- _Dataset entries_:

════════════════

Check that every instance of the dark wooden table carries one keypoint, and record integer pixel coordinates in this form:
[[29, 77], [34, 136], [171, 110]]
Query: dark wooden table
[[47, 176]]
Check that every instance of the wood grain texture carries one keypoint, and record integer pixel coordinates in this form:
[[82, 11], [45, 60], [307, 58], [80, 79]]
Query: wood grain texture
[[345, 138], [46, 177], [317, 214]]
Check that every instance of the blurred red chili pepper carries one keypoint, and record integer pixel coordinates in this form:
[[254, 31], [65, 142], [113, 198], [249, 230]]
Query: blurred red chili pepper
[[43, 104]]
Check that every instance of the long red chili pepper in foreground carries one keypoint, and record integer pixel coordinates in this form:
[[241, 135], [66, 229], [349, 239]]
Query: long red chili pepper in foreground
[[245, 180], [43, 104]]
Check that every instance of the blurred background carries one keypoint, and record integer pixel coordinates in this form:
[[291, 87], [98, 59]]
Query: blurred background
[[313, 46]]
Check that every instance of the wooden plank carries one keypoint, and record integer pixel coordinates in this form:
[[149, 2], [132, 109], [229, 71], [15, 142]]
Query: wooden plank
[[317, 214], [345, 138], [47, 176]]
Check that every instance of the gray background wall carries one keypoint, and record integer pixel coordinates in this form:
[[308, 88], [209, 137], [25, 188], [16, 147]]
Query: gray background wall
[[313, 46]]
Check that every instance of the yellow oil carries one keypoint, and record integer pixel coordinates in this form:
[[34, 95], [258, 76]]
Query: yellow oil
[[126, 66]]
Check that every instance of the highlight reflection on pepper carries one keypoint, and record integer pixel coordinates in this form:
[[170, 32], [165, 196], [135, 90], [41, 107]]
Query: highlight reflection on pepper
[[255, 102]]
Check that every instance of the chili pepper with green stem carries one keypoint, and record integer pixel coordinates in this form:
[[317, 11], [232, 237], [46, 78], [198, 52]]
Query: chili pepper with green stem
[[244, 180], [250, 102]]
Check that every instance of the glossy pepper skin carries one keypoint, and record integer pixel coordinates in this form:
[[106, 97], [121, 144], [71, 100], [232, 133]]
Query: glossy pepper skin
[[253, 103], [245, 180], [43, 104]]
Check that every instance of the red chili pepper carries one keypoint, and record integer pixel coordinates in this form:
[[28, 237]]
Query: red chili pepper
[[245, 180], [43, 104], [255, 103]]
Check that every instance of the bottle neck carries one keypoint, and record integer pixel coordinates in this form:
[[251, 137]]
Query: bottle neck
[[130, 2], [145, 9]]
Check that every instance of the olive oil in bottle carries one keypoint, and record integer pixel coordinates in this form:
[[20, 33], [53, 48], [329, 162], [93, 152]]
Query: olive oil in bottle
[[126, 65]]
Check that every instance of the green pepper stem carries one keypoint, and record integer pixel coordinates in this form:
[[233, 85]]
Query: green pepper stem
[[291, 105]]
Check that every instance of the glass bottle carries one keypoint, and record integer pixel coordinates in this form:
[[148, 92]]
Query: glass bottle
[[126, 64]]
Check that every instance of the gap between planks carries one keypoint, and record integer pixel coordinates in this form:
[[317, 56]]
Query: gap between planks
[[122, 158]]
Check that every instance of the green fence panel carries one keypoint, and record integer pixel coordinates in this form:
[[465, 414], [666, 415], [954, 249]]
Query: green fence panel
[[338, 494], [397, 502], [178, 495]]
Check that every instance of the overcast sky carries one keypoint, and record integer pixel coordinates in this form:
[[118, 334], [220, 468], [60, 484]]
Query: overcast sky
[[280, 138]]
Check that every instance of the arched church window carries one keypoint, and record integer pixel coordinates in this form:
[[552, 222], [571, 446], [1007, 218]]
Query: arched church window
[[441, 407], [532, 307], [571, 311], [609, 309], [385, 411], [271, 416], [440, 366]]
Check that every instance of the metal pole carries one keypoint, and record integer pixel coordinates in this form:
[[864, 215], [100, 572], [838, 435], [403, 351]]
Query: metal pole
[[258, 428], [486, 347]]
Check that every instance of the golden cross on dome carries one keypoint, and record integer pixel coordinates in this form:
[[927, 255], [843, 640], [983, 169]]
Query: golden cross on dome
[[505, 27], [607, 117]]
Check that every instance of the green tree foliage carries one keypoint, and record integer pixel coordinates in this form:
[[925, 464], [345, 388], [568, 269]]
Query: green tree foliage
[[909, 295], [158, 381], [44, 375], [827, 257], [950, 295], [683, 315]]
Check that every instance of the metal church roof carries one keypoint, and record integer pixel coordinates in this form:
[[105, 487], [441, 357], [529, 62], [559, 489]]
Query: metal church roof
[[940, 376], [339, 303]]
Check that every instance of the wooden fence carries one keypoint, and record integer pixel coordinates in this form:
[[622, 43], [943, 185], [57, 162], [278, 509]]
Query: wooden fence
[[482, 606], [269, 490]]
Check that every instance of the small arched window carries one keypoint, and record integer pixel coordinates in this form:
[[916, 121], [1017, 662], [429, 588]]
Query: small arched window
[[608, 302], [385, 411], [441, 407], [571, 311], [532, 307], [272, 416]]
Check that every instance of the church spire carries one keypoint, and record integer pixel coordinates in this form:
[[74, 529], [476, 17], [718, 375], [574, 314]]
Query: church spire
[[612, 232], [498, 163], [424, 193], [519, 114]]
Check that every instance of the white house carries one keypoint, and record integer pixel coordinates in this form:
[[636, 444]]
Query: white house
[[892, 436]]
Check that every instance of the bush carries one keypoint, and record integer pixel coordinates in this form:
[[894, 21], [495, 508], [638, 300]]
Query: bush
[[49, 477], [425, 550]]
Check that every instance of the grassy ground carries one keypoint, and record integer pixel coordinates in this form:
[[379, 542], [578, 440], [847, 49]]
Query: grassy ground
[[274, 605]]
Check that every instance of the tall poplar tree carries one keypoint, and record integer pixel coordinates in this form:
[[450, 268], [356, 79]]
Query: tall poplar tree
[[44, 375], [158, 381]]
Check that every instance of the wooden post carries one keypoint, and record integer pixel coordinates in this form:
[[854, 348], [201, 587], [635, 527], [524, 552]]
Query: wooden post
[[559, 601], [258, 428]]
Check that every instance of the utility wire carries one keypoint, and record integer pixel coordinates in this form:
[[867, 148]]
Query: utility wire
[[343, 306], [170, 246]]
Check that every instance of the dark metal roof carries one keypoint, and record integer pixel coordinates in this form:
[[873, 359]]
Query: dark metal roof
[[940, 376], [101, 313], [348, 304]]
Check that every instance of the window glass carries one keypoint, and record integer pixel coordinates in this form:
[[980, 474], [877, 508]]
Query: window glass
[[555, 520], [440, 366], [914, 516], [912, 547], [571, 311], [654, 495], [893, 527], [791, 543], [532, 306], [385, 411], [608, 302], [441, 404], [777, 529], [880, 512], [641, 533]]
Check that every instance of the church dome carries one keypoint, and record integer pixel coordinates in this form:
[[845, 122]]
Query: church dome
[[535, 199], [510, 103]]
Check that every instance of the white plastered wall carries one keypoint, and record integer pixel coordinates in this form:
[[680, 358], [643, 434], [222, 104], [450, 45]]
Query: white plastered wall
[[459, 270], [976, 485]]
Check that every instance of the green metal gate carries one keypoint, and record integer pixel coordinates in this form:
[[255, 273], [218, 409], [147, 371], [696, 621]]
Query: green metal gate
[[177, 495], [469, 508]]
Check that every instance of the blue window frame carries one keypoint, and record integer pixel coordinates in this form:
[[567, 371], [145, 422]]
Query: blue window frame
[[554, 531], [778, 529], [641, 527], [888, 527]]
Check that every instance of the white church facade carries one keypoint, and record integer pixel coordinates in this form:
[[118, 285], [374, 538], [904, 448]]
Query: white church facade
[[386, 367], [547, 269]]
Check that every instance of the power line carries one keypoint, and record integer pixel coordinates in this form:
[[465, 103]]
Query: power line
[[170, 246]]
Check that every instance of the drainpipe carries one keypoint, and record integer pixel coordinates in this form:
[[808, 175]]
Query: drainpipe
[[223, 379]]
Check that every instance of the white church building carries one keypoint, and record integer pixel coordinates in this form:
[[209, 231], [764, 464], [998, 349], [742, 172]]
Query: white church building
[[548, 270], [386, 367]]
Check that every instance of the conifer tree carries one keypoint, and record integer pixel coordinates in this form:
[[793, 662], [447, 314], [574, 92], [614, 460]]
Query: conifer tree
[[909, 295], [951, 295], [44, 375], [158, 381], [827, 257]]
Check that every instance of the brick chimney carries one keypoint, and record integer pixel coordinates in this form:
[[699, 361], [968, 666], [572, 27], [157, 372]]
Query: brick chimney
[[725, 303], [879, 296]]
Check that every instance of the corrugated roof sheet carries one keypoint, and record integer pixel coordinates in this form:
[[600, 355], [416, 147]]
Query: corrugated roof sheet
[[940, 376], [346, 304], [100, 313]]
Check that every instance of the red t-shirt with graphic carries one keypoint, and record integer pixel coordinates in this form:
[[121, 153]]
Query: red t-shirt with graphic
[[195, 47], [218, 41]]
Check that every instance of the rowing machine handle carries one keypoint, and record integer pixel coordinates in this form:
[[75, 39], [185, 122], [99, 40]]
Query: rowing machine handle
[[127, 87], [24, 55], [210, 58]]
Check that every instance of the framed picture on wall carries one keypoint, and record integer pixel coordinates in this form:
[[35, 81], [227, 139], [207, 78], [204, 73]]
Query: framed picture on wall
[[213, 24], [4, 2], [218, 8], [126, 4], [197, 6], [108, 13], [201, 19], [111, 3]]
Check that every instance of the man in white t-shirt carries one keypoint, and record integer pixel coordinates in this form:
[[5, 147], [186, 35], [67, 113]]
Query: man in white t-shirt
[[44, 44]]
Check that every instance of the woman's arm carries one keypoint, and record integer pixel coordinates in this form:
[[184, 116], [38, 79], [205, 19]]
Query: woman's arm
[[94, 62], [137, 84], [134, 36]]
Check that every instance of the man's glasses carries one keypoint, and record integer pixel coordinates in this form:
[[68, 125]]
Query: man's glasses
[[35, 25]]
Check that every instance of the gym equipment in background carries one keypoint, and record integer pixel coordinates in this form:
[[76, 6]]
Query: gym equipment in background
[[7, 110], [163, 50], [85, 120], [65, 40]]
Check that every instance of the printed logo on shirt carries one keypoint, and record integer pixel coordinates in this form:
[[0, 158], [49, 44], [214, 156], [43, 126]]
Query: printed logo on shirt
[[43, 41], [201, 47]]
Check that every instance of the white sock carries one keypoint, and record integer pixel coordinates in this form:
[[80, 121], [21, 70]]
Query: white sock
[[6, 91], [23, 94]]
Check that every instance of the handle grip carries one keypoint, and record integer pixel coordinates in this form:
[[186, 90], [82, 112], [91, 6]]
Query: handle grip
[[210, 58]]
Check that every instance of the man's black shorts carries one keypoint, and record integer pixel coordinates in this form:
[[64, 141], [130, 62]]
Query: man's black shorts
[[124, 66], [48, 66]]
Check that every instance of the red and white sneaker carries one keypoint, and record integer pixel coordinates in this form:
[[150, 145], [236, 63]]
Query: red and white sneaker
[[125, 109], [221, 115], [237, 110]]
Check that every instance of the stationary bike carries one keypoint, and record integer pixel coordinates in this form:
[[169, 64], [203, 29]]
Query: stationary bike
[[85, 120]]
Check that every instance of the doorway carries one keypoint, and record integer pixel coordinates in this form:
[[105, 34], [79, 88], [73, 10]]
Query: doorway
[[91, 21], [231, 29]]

════════════════

- _Challenge_: Copy out exactly the lines between the line with "Check that every instance of the man in" and the last line of the entries, counting both of those lines.

- _Complete response_:
Check that every instance of the man in white t-shirt carries one keypoint, and record integer pixel coordinates in this form:
[[5, 147], [186, 35], [67, 113]]
Query: man in white t-shirt
[[44, 44]]
Check that every instance of the woman's arm carries one keypoint, and record integer pixel coordinates in this form:
[[184, 116], [38, 79], [205, 19]]
Query: woman's arm
[[94, 62], [137, 84], [134, 36]]
Check that every instance of the man's glasses carries one keypoint, and record integer pixel coordinates in this form:
[[68, 125]]
Query: man's glasses
[[35, 25]]
Check that every instance of the gym equipment in background carries one keypoint, and record integer pixel coordinates in this form:
[[76, 6]]
Query: gym equipment in background
[[7, 110], [163, 50], [85, 120], [65, 40]]
Check that every instance of the printed logo on shirt carries one keypoint, and record integer pixel coordinates in this form:
[[0, 158], [49, 44], [214, 156], [43, 126]]
Query: printed logo on shirt
[[43, 41], [201, 47]]
Check that every instance of the white sock carries one keypoint, and record integer pixel coordinates in this form:
[[80, 121], [21, 70]]
Query: white sock
[[6, 91], [23, 94]]
Check that every instance of the handle grip carries one keypoint, and record integer pixel coordinates in this form:
[[186, 90], [82, 112], [91, 6]]
Query: handle grip
[[210, 58]]
Check that every instance of the man's black shorts carries one keypoint, and record integer pixel coordinates in this form:
[[64, 141], [130, 62]]
Query: man's black shorts
[[124, 66], [48, 66]]
Check that every instance of the red and white sneaker carries one keypoint, and record integer pixel coordinates in this form:
[[150, 145], [236, 63]]
Query: red and white sneaker
[[125, 109], [221, 115], [237, 110]]
Check that every instance of the stationary bike carries one keypoint, and record integer pixel coordinates in this form:
[[169, 64], [203, 29]]
Query: stationary bike
[[85, 120]]
Check that every instance of the doorway carries one keypoint, and record integer pixel coordinates in this form:
[[105, 34], [79, 88], [73, 10]]
Query: doorway
[[91, 21], [231, 29]]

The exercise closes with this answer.